ASSIGNED TASK
In the data that follows, find each line containing "road" and copy it.

DATA TO PROCESS

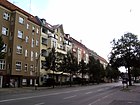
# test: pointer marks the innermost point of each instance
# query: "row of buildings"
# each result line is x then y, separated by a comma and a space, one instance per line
27, 41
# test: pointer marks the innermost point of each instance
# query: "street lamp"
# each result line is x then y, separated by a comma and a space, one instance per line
36, 71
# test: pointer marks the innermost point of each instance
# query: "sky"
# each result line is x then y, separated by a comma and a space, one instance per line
95, 22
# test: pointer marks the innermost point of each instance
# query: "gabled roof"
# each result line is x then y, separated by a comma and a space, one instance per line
13, 7
78, 43
59, 26
45, 24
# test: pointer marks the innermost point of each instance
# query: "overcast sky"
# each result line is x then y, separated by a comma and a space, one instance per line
95, 22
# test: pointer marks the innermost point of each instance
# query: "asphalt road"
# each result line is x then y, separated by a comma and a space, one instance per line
86, 95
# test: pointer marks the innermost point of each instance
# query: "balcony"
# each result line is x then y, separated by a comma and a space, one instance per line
44, 41
44, 53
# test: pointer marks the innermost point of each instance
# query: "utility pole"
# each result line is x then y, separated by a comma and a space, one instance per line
30, 7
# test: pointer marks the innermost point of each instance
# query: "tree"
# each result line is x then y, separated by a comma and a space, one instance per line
82, 69
69, 65
95, 69
112, 73
2, 54
135, 72
125, 52
51, 62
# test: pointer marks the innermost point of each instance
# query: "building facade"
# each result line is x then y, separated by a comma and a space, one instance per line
21, 35
52, 36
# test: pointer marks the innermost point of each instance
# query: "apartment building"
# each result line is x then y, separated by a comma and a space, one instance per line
21, 34
52, 36
97, 57
80, 50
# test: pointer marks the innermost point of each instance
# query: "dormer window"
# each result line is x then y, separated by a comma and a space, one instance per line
21, 20
6, 16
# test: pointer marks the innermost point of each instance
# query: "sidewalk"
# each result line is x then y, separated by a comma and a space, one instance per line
4, 91
134, 88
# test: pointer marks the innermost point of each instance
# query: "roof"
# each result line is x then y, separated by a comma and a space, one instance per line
78, 43
13, 7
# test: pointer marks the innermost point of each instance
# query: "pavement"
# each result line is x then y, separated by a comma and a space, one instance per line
125, 96
3, 91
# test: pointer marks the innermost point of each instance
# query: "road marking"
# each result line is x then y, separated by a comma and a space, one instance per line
69, 97
88, 92
40, 103
101, 99
23, 98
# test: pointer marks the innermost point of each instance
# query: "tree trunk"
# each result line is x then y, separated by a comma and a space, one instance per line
129, 76
53, 79
70, 78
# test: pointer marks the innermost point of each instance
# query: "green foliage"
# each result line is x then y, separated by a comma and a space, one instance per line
125, 52
82, 69
69, 64
51, 60
96, 70
2, 54
112, 73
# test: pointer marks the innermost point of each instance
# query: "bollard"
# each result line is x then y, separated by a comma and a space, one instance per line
36, 85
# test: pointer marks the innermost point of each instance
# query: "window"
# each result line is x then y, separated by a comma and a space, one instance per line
19, 49
6, 16
37, 42
2, 64
32, 44
32, 55
31, 68
20, 34
33, 29
26, 53
18, 66
44, 41
21, 20
5, 48
26, 39
37, 30
54, 44
27, 26
26, 67
36, 55
60, 39
4, 31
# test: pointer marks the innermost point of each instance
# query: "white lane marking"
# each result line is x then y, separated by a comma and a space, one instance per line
40, 103
23, 98
88, 92
100, 90
101, 99
69, 97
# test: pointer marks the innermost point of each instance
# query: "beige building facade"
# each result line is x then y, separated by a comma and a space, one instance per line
21, 35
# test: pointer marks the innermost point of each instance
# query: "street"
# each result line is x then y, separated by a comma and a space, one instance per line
102, 94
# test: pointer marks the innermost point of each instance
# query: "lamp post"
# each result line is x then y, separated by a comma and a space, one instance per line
36, 72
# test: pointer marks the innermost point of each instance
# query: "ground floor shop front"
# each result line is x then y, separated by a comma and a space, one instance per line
17, 81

RESULT OF THE TASK
# query: "asphalt road"
# query: "road marking"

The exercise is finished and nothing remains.